──────── Source data ────────
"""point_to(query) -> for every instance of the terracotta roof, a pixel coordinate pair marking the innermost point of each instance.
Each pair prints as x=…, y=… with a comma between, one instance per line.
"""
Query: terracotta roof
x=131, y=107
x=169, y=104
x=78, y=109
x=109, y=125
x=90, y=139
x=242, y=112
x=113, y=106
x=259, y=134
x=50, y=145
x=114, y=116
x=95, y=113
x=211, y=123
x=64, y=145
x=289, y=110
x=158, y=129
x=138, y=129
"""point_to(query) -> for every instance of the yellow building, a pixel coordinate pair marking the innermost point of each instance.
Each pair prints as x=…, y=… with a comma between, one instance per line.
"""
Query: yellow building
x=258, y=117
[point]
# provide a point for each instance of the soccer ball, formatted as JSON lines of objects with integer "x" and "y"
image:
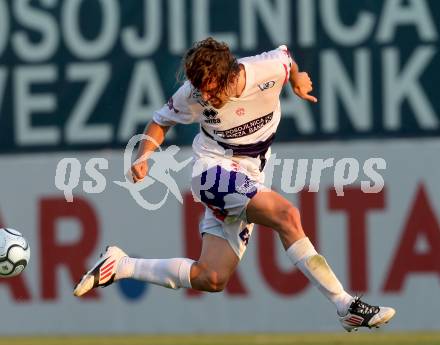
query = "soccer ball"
────────
# Work item:
Retype the data exactly; images stay out.

# Answer for this exercise:
"""point_to(query) -> for every instance of the terracotta roof, a pixel coordinate pair marking the innermost point of each instance.
Each pair prints as x=…, y=… with a comma between, one instance per line.
"""
Query: terracotta roof
x=131, y=107
x=169, y=104
x=78, y=109
x=109, y=125
x=90, y=139
x=242, y=112
x=113, y=106
x=259, y=134
x=50, y=145
x=114, y=116
x=95, y=113
x=211, y=123
x=64, y=145
x=289, y=110
x=158, y=129
x=138, y=129
"""point_to(query) -> for every instance of the yellow building, a pixel coordinate pair marking the innermost point of each instance.
Each pair prints as x=…, y=… with a comma between, one instance per line.
"""
Query: yellow building
x=258, y=117
[point]
# provide a point for each instance of the soccer ball, formatted as JSON lines of objects with integer "x" and "y"
image:
query = "soccer ball"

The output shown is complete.